# TASK PROMPT
If a line includes "dark", copy it out of the entries.

[DATA PROVIDED Boundary: Start]

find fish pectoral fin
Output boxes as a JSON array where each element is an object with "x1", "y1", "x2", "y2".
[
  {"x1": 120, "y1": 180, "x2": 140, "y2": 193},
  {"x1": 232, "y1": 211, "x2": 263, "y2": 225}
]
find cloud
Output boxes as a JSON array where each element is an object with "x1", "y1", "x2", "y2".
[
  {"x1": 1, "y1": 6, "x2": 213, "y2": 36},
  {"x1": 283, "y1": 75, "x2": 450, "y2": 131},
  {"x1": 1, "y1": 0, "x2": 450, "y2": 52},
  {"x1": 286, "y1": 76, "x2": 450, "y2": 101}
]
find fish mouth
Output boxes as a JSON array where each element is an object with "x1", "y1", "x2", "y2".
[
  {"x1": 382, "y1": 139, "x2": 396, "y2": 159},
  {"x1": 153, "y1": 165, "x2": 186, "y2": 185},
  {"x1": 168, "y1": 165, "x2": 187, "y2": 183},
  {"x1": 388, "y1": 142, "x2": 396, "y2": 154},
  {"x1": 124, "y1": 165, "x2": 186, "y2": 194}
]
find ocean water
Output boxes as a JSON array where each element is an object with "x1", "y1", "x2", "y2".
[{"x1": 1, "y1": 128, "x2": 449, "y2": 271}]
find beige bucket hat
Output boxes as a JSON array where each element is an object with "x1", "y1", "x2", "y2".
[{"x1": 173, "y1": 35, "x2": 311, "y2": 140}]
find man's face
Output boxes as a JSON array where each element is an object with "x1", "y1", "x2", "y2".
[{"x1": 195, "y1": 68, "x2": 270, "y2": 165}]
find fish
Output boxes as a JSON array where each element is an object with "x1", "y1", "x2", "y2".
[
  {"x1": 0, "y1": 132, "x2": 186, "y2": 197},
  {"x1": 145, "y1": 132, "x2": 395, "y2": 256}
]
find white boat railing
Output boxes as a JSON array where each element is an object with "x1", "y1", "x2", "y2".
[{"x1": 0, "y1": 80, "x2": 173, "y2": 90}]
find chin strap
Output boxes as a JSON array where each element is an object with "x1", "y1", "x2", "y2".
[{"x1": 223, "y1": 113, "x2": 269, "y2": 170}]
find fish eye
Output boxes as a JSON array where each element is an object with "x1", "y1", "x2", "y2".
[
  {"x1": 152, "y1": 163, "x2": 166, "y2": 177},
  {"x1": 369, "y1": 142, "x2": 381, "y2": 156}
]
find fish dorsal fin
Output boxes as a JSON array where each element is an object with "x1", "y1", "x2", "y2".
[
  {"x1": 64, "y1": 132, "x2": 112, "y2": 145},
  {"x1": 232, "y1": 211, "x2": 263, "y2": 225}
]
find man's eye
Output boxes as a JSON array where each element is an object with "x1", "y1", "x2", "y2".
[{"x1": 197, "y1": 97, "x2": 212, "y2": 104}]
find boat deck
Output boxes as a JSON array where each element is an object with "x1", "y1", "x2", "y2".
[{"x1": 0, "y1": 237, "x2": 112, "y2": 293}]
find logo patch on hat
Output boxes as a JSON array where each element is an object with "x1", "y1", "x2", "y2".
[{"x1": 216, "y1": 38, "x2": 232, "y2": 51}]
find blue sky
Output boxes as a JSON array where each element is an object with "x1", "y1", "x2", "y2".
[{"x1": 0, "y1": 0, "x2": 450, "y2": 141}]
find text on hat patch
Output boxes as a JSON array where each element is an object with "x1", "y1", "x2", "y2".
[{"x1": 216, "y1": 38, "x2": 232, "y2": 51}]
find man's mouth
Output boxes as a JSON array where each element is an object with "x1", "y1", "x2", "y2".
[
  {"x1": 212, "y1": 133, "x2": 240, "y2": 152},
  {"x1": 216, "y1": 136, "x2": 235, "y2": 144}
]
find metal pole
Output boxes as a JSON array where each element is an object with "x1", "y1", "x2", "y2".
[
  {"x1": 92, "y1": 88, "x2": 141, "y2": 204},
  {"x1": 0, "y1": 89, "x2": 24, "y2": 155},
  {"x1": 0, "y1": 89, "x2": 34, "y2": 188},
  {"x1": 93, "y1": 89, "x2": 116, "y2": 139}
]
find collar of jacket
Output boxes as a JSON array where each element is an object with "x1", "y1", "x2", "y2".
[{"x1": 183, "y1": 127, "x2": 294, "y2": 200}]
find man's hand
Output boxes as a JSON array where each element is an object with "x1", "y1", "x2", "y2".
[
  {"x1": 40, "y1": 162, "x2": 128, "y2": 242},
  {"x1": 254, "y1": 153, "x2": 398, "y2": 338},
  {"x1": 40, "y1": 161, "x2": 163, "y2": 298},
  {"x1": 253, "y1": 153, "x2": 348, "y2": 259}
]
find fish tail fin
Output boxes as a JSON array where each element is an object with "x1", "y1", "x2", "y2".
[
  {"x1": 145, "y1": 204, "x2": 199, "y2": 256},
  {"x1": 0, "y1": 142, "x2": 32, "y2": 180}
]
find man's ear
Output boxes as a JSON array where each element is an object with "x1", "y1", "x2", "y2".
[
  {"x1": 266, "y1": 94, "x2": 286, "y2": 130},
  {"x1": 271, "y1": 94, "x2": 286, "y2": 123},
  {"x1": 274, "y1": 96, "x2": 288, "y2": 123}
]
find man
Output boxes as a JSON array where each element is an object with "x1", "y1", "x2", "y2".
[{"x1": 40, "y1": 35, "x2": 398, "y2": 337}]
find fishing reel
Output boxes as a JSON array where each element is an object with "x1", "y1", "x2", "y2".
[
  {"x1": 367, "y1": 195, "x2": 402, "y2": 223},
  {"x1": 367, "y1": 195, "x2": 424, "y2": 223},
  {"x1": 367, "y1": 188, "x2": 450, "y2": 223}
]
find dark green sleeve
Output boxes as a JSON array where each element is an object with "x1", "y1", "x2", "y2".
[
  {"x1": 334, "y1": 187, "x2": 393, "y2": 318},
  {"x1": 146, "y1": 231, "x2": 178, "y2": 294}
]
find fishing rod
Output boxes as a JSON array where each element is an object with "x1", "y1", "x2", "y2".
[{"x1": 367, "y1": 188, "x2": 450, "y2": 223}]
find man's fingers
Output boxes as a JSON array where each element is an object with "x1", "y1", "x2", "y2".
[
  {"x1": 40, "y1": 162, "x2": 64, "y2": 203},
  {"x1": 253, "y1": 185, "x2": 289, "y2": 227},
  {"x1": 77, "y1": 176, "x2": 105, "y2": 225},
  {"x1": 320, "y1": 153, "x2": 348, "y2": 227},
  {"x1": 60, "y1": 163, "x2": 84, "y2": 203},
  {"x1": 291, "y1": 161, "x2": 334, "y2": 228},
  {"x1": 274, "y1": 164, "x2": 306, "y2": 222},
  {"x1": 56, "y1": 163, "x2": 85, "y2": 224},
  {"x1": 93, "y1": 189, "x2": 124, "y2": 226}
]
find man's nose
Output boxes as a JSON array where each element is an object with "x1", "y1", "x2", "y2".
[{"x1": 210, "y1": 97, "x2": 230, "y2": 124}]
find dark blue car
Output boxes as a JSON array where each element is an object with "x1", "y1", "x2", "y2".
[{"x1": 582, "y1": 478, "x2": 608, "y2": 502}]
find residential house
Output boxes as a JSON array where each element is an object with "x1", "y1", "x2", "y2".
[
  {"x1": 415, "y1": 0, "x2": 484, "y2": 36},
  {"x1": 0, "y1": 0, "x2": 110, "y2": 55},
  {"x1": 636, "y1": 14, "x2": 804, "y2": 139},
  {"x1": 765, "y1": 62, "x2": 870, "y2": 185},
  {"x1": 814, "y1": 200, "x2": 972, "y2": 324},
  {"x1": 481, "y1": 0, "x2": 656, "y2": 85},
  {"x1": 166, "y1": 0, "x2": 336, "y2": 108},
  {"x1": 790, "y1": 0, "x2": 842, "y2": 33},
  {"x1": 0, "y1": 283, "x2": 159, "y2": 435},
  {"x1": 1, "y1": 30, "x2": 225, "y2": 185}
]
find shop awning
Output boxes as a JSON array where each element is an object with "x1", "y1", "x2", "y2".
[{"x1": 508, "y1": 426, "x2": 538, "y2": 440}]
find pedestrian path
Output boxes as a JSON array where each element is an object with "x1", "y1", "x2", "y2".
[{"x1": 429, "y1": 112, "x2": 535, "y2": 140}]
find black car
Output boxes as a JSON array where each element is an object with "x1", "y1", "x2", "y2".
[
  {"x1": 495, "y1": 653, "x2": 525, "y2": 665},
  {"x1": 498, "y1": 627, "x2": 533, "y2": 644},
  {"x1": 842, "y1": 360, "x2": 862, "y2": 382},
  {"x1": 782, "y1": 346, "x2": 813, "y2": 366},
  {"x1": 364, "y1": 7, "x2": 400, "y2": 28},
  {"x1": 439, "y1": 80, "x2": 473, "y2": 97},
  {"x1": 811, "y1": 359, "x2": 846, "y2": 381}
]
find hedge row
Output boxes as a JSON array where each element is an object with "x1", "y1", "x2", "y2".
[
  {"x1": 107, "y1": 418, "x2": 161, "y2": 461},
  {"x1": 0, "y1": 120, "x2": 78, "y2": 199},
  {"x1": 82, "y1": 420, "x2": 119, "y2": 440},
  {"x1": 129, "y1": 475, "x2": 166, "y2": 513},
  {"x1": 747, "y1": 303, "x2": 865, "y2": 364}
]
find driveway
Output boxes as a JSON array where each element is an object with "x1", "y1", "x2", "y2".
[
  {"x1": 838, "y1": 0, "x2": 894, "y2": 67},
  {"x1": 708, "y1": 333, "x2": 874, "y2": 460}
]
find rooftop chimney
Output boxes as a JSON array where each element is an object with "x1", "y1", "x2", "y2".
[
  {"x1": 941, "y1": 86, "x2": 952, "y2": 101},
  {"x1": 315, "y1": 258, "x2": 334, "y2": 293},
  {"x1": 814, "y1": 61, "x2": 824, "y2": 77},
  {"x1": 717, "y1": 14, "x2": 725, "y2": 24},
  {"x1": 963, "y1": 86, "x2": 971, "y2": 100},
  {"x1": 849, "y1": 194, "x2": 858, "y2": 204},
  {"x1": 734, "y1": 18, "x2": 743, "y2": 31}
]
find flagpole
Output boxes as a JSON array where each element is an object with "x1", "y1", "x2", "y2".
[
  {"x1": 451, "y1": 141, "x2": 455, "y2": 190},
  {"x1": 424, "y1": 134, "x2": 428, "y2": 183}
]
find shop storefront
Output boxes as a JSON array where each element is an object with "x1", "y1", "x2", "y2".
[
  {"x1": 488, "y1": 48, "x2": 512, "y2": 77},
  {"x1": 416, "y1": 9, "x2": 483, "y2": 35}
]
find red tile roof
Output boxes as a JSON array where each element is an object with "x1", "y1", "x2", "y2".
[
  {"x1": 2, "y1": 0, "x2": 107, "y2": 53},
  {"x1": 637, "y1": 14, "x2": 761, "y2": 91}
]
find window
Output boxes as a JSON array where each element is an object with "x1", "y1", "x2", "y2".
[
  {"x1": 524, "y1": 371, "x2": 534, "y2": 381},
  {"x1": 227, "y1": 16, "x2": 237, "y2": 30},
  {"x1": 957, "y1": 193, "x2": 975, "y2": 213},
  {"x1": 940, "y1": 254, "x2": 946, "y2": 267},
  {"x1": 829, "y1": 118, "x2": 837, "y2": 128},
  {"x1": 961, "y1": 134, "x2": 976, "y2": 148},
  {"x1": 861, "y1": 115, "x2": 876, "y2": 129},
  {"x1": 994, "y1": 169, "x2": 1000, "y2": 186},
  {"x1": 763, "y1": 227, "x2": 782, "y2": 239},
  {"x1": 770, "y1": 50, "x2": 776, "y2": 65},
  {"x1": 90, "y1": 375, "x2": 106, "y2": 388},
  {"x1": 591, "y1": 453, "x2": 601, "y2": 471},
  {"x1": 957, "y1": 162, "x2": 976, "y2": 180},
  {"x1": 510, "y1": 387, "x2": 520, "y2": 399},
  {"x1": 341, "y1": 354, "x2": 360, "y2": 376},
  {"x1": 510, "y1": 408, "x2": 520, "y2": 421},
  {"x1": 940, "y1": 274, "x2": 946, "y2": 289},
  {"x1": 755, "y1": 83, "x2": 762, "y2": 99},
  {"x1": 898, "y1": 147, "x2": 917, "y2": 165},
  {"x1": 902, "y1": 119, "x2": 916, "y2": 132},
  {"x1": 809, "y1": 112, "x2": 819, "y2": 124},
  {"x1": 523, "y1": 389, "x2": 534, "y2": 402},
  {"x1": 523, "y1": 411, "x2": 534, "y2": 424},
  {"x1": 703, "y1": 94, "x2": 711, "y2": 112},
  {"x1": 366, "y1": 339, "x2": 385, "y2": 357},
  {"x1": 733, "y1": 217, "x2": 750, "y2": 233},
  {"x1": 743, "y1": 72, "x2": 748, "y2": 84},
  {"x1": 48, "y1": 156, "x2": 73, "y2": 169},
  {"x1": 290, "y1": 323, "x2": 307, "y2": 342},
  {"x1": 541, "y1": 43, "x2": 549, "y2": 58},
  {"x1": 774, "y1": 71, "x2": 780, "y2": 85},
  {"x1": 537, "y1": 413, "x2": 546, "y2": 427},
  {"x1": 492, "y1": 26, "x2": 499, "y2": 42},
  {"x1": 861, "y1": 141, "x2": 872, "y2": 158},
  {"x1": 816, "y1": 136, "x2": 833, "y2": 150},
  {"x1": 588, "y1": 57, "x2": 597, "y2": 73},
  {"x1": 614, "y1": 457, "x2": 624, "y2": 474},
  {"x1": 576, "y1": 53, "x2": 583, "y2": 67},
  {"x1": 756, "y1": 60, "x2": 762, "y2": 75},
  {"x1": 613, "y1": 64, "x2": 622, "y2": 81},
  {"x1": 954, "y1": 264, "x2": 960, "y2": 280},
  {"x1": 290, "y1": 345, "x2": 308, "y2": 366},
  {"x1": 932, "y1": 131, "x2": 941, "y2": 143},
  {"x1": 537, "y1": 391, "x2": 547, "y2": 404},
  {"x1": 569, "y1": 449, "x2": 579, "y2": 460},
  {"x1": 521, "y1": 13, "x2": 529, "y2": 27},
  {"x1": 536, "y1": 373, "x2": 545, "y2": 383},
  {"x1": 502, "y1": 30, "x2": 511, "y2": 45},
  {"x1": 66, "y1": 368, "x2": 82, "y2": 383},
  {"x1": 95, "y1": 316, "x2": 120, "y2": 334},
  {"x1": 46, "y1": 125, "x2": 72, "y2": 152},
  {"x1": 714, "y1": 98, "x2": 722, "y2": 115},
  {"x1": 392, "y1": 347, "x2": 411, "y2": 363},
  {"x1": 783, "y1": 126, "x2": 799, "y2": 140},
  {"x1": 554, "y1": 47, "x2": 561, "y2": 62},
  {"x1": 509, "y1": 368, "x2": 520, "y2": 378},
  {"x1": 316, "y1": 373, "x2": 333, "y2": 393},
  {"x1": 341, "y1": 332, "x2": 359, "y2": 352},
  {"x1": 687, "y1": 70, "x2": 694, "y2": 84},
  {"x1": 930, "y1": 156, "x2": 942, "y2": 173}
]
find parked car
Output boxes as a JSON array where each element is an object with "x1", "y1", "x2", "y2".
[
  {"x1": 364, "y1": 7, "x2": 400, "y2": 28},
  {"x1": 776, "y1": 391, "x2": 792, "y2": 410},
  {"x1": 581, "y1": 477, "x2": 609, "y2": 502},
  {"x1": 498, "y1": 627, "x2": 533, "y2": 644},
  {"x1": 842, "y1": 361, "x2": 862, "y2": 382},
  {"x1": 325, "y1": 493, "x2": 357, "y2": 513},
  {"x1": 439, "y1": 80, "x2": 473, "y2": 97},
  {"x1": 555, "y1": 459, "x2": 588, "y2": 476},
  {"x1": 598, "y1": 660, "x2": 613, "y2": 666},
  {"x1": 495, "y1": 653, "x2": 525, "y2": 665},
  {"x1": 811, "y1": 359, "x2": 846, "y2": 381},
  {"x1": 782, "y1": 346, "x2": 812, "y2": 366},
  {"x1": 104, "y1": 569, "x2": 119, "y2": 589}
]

[DATA PROVIDED Boundary: End]

# SOLUTION BELOW
find dark green sleeve
find dark blue car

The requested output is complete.